▶ _Your task_
Express the lines from the one with "Could you kindly segment every instance of the human" to the one with "832 640 L 865", both included, as a Markdown table. Use the columns Row and Line, give each line a row number, and leave out blank lines.

▶ _Records to process_
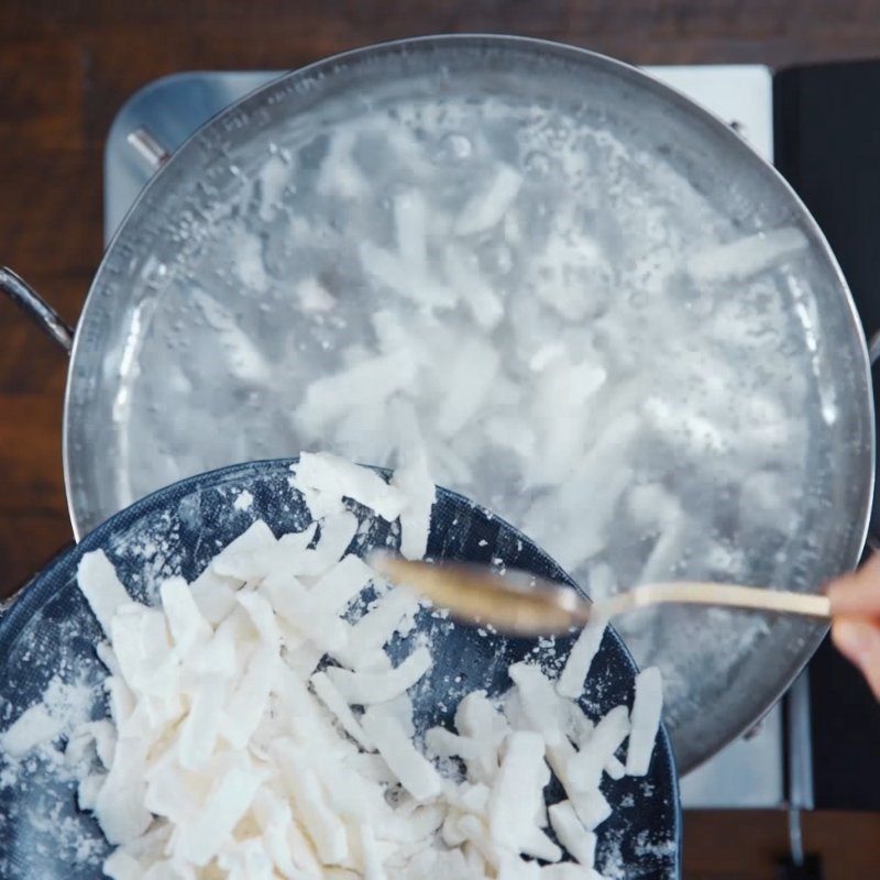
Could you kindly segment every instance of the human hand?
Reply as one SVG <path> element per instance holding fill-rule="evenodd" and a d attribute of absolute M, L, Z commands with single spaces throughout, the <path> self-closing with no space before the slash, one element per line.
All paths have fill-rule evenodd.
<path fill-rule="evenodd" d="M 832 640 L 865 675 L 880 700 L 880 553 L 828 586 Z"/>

* * *

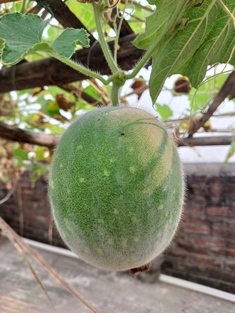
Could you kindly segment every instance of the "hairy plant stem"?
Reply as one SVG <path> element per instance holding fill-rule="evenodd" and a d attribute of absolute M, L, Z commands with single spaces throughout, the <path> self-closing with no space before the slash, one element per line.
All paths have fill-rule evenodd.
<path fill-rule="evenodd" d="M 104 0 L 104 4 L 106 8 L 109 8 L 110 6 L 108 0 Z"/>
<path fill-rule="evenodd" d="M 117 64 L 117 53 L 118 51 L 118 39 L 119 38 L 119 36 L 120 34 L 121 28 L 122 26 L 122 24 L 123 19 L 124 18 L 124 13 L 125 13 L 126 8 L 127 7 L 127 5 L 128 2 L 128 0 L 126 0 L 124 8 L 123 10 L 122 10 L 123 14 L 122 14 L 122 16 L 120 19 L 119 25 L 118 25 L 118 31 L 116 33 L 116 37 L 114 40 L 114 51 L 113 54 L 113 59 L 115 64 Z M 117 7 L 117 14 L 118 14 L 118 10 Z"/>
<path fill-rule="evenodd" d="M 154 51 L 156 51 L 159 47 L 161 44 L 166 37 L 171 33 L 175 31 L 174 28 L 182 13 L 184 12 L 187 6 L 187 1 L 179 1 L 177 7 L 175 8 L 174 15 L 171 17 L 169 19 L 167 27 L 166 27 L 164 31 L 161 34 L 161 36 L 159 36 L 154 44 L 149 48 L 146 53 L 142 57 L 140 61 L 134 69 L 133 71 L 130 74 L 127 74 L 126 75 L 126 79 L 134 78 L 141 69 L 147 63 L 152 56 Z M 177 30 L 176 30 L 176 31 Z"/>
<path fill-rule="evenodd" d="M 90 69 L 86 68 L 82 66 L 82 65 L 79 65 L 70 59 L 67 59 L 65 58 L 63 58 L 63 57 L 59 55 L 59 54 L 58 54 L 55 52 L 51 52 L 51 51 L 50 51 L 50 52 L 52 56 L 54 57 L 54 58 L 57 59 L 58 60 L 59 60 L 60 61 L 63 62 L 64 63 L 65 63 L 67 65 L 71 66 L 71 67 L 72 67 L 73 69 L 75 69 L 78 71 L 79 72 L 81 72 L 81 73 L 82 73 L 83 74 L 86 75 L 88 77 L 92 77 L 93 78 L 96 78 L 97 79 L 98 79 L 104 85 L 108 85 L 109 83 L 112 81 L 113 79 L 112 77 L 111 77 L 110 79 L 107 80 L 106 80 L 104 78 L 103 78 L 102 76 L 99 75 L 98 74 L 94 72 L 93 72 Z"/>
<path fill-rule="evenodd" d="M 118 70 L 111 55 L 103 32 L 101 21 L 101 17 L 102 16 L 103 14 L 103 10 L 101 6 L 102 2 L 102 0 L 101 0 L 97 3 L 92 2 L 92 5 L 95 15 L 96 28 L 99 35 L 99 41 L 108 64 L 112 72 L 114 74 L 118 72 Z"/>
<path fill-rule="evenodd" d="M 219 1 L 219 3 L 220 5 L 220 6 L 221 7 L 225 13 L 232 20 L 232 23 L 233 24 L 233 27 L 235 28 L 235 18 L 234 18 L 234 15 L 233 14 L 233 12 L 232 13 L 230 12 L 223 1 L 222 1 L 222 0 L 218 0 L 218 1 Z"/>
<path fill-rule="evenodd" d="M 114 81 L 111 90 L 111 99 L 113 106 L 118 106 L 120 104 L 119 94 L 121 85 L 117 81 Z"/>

▶ _Solution for this problem_
| Row | Line |
|---|---|
| 1 | Could you kindly segment every instance of the human hand? |
| 2 | Reply as one SVG <path> element per instance holding fill-rule="evenodd" and a d attribute of absolute M, L, Z commands with single spaces throughout, the <path> self-closing with no space before the slash, one element per line. |
| 3 | All paths have fill-rule evenodd. |
| 4 | <path fill-rule="evenodd" d="M 832 640 L 865 675 L 880 700 L 880 553 L 828 586 Z"/> |